Object position labeling entries
[start]
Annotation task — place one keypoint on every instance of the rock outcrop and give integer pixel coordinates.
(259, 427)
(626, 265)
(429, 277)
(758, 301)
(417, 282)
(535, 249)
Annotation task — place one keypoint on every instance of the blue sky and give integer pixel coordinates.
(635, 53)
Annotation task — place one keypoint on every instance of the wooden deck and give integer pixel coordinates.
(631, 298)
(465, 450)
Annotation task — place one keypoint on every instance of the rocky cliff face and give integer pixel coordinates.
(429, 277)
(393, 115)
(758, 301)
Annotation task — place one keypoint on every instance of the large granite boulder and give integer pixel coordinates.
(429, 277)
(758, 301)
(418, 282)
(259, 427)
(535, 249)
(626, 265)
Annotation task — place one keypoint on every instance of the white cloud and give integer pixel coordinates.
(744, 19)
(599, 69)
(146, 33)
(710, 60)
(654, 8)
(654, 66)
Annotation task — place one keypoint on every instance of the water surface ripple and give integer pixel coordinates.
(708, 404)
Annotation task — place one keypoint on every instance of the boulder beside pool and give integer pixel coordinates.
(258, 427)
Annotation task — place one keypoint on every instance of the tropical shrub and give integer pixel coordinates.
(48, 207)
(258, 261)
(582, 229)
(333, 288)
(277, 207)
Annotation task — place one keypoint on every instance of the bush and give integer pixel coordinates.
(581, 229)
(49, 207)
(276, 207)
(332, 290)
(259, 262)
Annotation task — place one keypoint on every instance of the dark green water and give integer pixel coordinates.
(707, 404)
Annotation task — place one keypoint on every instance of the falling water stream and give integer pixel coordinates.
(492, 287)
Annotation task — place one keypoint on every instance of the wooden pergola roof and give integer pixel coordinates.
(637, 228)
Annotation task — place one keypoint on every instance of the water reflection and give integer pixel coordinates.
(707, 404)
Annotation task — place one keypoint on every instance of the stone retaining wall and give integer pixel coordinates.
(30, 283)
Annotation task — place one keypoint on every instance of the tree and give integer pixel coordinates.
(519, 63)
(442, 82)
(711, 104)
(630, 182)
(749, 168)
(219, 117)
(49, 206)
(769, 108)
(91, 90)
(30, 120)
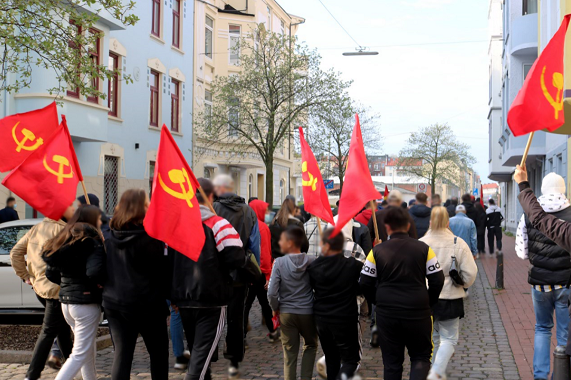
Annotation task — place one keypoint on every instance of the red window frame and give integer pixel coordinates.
(175, 105)
(155, 83)
(94, 56)
(113, 87)
(176, 24)
(156, 20)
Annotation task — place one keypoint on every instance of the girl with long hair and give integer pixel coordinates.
(75, 260)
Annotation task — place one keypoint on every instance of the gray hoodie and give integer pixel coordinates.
(289, 290)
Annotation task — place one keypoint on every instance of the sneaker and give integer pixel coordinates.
(273, 337)
(181, 363)
(54, 362)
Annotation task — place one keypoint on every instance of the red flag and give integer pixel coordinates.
(23, 133)
(316, 200)
(174, 214)
(47, 180)
(358, 188)
(539, 103)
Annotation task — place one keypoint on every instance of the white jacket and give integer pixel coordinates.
(442, 243)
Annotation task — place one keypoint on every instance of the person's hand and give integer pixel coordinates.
(520, 174)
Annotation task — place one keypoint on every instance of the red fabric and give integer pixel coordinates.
(315, 197)
(174, 214)
(364, 217)
(24, 133)
(359, 188)
(260, 208)
(539, 103)
(47, 180)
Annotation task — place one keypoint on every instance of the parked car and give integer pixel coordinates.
(15, 295)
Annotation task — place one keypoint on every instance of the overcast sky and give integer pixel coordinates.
(425, 78)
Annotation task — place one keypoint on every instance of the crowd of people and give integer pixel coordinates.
(312, 286)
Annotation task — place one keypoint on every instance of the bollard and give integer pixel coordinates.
(500, 270)
(560, 364)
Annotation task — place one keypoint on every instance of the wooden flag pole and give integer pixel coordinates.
(526, 151)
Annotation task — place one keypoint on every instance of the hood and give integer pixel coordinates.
(420, 211)
(232, 201)
(551, 202)
(260, 208)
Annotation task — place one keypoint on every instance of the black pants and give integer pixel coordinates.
(497, 233)
(258, 290)
(125, 327)
(235, 318)
(54, 326)
(341, 343)
(203, 328)
(397, 334)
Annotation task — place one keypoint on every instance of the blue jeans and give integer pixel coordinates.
(177, 335)
(544, 303)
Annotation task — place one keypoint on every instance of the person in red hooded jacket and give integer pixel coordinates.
(259, 289)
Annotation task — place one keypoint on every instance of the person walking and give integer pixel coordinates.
(291, 297)
(420, 213)
(403, 298)
(450, 251)
(259, 289)
(26, 257)
(465, 229)
(201, 300)
(495, 216)
(75, 261)
(335, 282)
(234, 209)
(550, 269)
(8, 213)
(135, 293)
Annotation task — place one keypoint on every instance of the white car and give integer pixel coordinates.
(15, 295)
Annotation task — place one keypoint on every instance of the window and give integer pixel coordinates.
(175, 106)
(112, 86)
(156, 20)
(110, 184)
(234, 48)
(176, 23)
(155, 98)
(208, 37)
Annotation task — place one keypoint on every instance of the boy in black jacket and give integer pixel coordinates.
(335, 281)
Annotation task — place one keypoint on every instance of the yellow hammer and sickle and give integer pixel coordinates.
(179, 177)
(312, 180)
(28, 135)
(557, 82)
(60, 174)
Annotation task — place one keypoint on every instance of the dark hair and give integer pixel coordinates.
(207, 187)
(295, 234)
(130, 210)
(82, 225)
(335, 243)
(397, 218)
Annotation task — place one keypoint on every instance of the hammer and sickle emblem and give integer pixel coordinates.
(179, 177)
(312, 180)
(28, 136)
(60, 174)
(557, 82)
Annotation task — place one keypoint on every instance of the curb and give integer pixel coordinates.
(25, 357)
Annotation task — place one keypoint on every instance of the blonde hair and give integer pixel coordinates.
(439, 218)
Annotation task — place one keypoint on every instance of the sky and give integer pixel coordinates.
(432, 65)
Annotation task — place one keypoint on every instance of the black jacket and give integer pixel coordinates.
(421, 215)
(137, 271)
(335, 282)
(78, 269)
(550, 264)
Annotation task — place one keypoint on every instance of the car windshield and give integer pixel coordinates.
(9, 236)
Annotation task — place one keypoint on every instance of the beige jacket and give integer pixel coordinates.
(442, 243)
(31, 245)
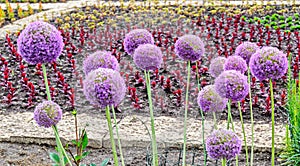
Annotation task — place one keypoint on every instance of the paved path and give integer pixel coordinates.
(21, 128)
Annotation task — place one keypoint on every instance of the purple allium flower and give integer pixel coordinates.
(189, 47)
(104, 87)
(232, 85)
(135, 38)
(148, 57)
(223, 144)
(268, 62)
(47, 114)
(40, 42)
(103, 59)
(236, 63)
(210, 101)
(246, 50)
(216, 66)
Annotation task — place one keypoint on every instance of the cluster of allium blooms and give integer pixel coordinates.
(246, 50)
(216, 66)
(104, 87)
(223, 144)
(232, 85)
(189, 47)
(236, 63)
(103, 59)
(40, 42)
(268, 62)
(47, 114)
(210, 101)
(148, 57)
(135, 38)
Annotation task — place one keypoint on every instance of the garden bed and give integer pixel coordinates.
(92, 28)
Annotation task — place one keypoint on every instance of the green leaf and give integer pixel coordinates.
(54, 157)
(104, 162)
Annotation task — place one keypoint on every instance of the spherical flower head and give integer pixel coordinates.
(236, 63)
(223, 144)
(267, 63)
(135, 38)
(104, 87)
(246, 50)
(103, 59)
(189, 48)
(210, 101)
(47, 114)
(40, 42)
(232, 85)
(216, 66)
(148, 57)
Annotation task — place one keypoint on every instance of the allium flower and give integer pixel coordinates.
(135, 38)
(103, 59)
(268, 62)
(223, 144)
(47, 114)
(246, 50)
(104, 87)
(236, 63)
(232, 85)
(216, 66)
(40, 42)
(148, 57)
(189, 47)
(210, 101)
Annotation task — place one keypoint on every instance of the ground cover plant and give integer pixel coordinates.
(9, 15)
(104, 27)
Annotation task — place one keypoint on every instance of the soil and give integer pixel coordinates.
(37, 155)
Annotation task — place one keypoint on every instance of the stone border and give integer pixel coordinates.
(133, 131)
(169, 130)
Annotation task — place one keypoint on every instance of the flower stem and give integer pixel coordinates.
(185, 112)
(111, 136)
(46, 82)
(229, 117)
(154, 146)
(273, 122)
(252, 121)
(61, 149)
(117, 131)
(202, 118)
(244, 134)
(223, 162)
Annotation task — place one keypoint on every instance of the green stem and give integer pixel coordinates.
(244, 134)
(215, 121)
(154, 146)
(61, 149)
(46, 82)
(202, 118)
(229, 117)
(232, 125)
(273, 122)
(252, 121)
(117, 131)
(185, 113)
(111, 136)
(223, 162)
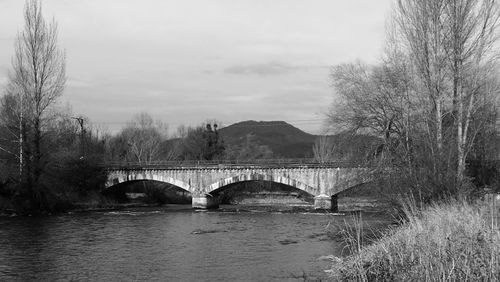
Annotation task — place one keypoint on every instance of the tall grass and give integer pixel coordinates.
(453, 241)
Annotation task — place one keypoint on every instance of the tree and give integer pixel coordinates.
(38, 78)
(324, 149)
(140, 141)
(202, 143)
(451, 44)
(250, 149)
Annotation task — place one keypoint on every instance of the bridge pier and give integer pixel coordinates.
(325, 202)
(205, 201)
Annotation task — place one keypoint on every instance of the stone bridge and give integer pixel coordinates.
(323, 181)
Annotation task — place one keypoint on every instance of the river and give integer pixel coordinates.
(172, 243)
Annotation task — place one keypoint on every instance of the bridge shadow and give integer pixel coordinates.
(261, 192)
(148, 192)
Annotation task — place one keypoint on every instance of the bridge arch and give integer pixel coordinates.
(262, 177)
(144, 177)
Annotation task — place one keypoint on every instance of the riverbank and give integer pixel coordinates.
(454, 241)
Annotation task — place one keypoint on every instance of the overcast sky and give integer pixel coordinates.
(185, 61)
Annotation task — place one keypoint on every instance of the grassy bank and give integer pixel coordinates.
(455, 241)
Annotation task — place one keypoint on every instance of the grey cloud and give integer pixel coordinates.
(270, 68)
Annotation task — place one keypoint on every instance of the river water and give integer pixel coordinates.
(169, 244)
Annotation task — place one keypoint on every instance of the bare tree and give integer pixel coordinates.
(420, 25)
(39, 78)
(472, 29)
(323, 149)
(451, 44)
(143, 137)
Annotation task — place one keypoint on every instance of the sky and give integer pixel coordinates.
(185, 62)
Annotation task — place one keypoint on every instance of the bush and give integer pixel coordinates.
(448, 242)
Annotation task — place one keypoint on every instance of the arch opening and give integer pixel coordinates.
(262, 192)
(147, 191)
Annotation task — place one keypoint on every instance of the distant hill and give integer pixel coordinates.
(285, 140)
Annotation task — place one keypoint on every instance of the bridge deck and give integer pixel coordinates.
(233, 164)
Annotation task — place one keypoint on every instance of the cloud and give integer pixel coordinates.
(78, 83)
(270, 68)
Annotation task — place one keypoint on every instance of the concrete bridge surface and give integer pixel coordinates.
(201, 179)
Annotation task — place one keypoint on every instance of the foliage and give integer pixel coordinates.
(202, 143)
(140, 141)
(449, 242)
(250, 149)
(433, 98)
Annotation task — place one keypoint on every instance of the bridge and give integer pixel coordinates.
(321, 180)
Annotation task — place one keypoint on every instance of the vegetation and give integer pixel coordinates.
(432, 101)
(454, 241)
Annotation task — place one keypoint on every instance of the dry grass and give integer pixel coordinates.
(455, 241)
[end]
> **Set task**
Starting from the line with "opening and give integer pixel coordinates." and ending with the final line of the data, quote every line exactly, both ends included.

> **Output of the task**
Annotation task — place one keypoint on every instance of the arch opening and give integer pixel coordinates.
(262, 192)
(147, 191)
Annotation task — place one keypoint on every instance of the distant hill and give integer pixel coordinates.
(285, 140)
Annotation task — place one keypoint on every instance of the bridge deck and give integer pixel coordinates.
(233, 164)
Annotation task — place one keypoint on every instance of the cloud and give integer pixel coordinates.
(78, 83)
(270, 68)
Annotation task — place one keypoint on every instance of the concrete bridge surface and give integer pixel coordinates.
(201, 179)
Annotation task — place one keypoint on every instance of the foliage and give integer pixel coordinates.
(202, 143)
(140, 141)
(449, 242)
(250, 149)
(433, 98)
Annotation task — place one keypoint on every instance of the bridge and give integer pixel coordinates.
(321, 180)
Annotation task — place one keypoint on every instance of the vegetation and give integer pixel coordinates.
(432, 101)
(454, 241)
Annotation task — place one keypoint on every instance of the dry grass and give integer pixel coordinates.
(455, 241)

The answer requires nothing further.